> _Problem to solve_:
Report each line of the records below that holds the word "field".

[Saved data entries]
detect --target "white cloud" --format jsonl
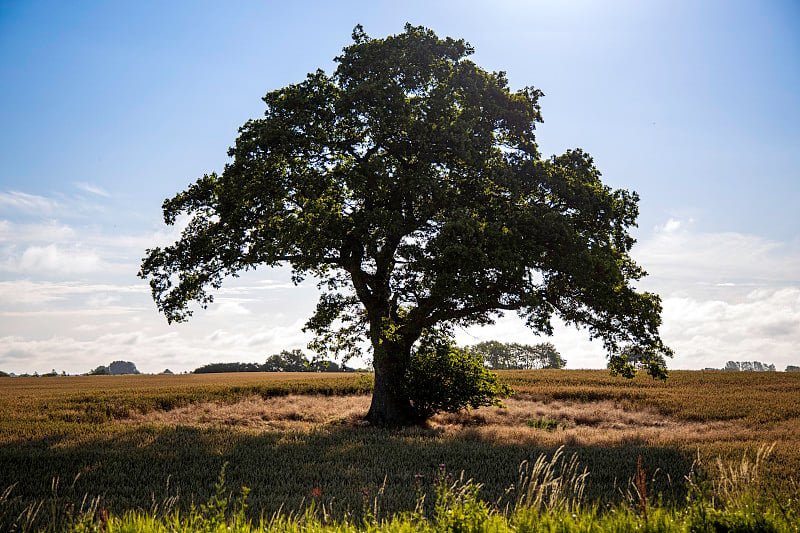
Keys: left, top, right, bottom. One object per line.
{"left": 660, "top": 288, "right": 800, "bottom": 369}
{"left": 0, "top": 191, "right": 58, "bottom": 214}
{"left": 0, "top": 220, "right": 76, "bottom": 243}
{"left": 75, "top": 182, "right": 111, "bottom": 197}
{"left": 632, "top": 220, "right": 799, "bottom": 369}
{"left": 634, "top": 219, "right": 800, "bottom": 290}
{"left": 0, "top": 280, "right": 146, "bottom": 306}
{"left": 661, "top": 218, "right": 683, "bottom": 233}
{"left": 2, "top": 244, "right": 104, "bottom": 274}
{"left": 206, "top": 298, "right": 252, "bottom": 316}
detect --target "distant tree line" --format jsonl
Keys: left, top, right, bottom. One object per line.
{"left": 469, "top": 341, "right": 566, "bottom": 370}
{"left": 723, "top": 361, "right": 777, "bottom": 372}
{"left": 194, "top": 349, "right": 355, "bottom": 374}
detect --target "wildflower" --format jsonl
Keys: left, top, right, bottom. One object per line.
{"left": 310, "top": 486, "right": 322, "bottom": 498}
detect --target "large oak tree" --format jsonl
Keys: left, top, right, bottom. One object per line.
{"left": 139, "top": 25, "right": 671, "bottom": 426}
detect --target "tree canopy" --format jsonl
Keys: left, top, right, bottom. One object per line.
{"left": 139, "top": 24, "right": 671, "bottom": 425}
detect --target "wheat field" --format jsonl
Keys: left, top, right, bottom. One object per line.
{"left": 1, "top": 370, "right": 798, "bottom": 523}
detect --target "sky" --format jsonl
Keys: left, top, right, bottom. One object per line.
{"left": 1, "top": 1, "right": 798, "bottom": 374}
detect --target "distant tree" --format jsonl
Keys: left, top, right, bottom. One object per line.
{"left": 528, "top": 342, "right": 566, "bottom": 369}
{"left": 471, "top": 341, "right": 514, "bottom": 369}
{"left": 0, "top": 370, "right": 9, "bottom": 377}
{"left": 471, "top": 341, "right": 566, "bottom": 370}
{"left": 264, "top": 350, "right": 309, "bottom": 372}
{"left": 194, "top": 362, "right": 263, "bottom": 374}
{"left": 107, "top": 361, "right": 140, "bottom": 375}
{"left": 161, "top": 369, "right": 174, "bottom": 374}
{"left": 724, "top": 361, "right": 776, "bottom": 372}
{"left": 89, "top": 365, "right": 110, "bottom": 375}
{"left": 787, "top": 365, "right": 800, "bottom": 372}
{"left": 194, "top": 350, "right": 352, "bottom": 374}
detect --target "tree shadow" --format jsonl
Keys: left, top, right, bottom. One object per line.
{"left": 0, "top": 423, "right": 694, "bottom": 520}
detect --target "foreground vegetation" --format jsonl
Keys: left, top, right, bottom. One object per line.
{"left": 1, "top": 370, "right": 799, "bottom": 531}
{"left": 2, "top": 445, "right": 797, "bottom": 532}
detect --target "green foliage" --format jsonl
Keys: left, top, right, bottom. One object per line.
{"left": 608, "top": 345, "right": 669, "bottom": 381}
{"left": 404, "top": 334, "right": 512, "bottom": 420}
{"left": 526, "top": 417, "right": 560, "bottom": 431}
{"left": 87, "top": 365, "right": 109, "bottom": 375}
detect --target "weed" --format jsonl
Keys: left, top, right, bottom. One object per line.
{"left": 525, "top": 417, "right": 560, "bottom": 431}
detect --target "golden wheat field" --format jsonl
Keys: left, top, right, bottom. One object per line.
{"left": 1, "top": 370, "right": 798, "bottom": 521}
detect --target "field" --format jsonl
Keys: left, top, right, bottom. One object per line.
{"left": 1, "top": 370, "right": 799, "bottom": 530}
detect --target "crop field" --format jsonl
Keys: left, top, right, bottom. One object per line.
{"left": 1, "top": 370, "right": 799, "bottom": 530}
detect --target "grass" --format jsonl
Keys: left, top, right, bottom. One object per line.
{"left": 525, "top": 417, "right": 561, "bottom": 431}
{"left": 1, "top": 370, "right": 799, "bottom": 530}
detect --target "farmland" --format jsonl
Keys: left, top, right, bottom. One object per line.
{"left": 1, "top": 370, "right": 799, "bottom": 530}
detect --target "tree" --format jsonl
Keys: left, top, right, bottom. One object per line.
{"left": 532, "top": 342, "right": 567, "bottom": 369}
{"left": 787, "top": 365, "right": 800, "bottom": 372}
{"left": 139, "top": 25, "right": 671, "bottom": 426}
{"left": 471, "top": 341, "right": 515, "bottom": 369}
{"left": 263, "top": 350, "right": 308, "bottom": 372}
{"left": 108, "top": 361, "right": 140, "bottom": 375}
{"left": 724, "top": 360, "right": 777, "bottom": 372}
{"left": 471, "top": 341, "right": 566, "bottom": 369}
{"left": 89, "top": 365, "right": 110, "bottom": 375}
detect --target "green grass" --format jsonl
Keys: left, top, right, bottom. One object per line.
{"left": 525, "top": 417, "right": 561, "bottom": 431}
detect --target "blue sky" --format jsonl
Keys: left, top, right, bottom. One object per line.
{"left": 1, "top": 1, "right": 798, "bottom": 374}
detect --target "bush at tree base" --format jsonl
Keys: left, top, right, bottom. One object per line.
{"left": 405, "top": 333, "right": 512, "bottom": 420}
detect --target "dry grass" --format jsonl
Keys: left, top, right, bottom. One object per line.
{"left": 123, "top": 394, "right": 371, "bottom": 431}
{"left": 122, "top": 394, "right": 777, "bottom": 449}
{"left": 430, "top": 398, "right": 750, "bottom": 447}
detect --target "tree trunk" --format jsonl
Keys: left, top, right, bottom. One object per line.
{"left": 365, "top": 341, "right": 414, "bottom": 426}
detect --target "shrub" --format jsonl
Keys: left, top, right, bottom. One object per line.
{"left": 404, "top": 333, "right": 512, "bottom": 420}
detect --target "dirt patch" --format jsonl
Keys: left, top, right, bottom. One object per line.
{"left": 122, "top": 394, "right": 753, "bottom": 446}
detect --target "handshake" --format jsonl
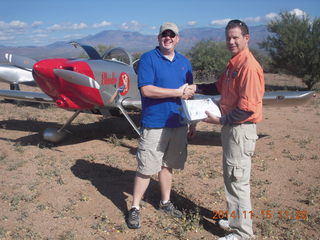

> _Final answer_:
detect --target "wheat field" --format jsonl
detect --target "golden wheat field" --format jsonl
detect --target "field" --format jsonl
detect --target "crop field" --format jsonl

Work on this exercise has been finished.